Is Street Photography Dead?

Is Street Photography Dead?

  • Yes

    Votes: 82 20.6%
  • No

    Votes: 317 79.4%

  • Total voters
    399
Quote:
"I believe art in street photography is about pushing the boundaries, finding new things to shoot, photographing things that reflect something spectacular about the human condition."

And though I find some of this true I find finding the moment when this along when all the elements come together and having the vision to first see it and then the technical skill to capture it is the true art of it. Because without those elements the image in most cases will not have staying power. Its read immediately, one gets immediate gratification and one moves on but as we know the great images have staying power and they call you back because the more you look the more you see those elements in the image.
 
And though I find some of this true I find finding the moment when this along when all the elements come together and having the vision to first see it and then the technical skill to capture it is the true art of it. Because without those elements the image in most cases will not have staying power.

##########

SET PROBLEM ->
Copy the street photography poll page word for word, from "Votes: 317 79.4%" up to and including "in the image.". The lines that come after this text have nothing to do with it.

##########

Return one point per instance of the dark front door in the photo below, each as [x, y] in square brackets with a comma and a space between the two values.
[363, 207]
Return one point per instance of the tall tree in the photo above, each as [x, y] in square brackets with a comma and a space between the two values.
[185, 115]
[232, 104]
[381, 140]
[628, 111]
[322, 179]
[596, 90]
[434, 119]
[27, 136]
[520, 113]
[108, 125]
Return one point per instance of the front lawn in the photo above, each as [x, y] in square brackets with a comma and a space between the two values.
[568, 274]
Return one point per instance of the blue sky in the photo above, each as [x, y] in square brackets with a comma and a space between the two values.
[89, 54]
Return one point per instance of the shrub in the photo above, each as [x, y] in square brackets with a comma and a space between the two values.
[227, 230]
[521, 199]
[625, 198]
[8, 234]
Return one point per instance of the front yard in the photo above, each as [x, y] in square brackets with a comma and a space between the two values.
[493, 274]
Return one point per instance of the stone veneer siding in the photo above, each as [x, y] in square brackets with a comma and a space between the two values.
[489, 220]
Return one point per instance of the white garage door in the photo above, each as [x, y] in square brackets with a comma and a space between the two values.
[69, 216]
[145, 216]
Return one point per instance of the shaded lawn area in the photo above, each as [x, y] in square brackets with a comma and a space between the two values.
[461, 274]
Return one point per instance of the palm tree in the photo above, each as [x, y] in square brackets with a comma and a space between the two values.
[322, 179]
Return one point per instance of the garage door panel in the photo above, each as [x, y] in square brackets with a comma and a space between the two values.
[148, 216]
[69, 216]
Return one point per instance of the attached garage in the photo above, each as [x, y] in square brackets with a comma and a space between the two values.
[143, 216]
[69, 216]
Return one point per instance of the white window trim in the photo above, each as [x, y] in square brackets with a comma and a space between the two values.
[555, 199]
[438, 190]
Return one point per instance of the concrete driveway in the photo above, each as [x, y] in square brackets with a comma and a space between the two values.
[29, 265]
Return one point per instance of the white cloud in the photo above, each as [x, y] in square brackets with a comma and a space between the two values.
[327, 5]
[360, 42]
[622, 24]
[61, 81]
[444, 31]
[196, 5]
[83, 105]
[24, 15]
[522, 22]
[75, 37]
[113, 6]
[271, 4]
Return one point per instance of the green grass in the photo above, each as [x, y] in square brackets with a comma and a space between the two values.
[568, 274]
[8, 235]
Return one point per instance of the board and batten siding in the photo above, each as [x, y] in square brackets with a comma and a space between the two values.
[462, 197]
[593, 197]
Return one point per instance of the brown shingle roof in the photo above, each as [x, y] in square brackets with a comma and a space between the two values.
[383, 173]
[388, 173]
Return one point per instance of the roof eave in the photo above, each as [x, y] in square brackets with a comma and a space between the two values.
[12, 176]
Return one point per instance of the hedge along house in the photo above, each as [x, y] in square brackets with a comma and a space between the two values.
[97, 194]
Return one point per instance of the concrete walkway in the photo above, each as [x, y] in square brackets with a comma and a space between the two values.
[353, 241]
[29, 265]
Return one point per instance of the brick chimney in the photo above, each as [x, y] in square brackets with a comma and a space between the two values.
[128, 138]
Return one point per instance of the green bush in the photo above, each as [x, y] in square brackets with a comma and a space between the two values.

##########

THE OUTPUT ->
Votes: 317 79.4%

  • Total voters
    399
Quote:
"I believe art in street photography is about pushing the boundaries, finding new things to shoot, photographing things that reflect something spectacular about the human condition."

And though I find some of this true I find finding the moment when this along when all the elements come together and having the vision to first see it and then the technical skill to capture it is the true art of it. Because without those elements the image in most cases will not have staying power. Its read immediately, one gets immediate gratification and one moves on but as we know the great images have staying power and they call you back because the more you look the more you see those elements in the image.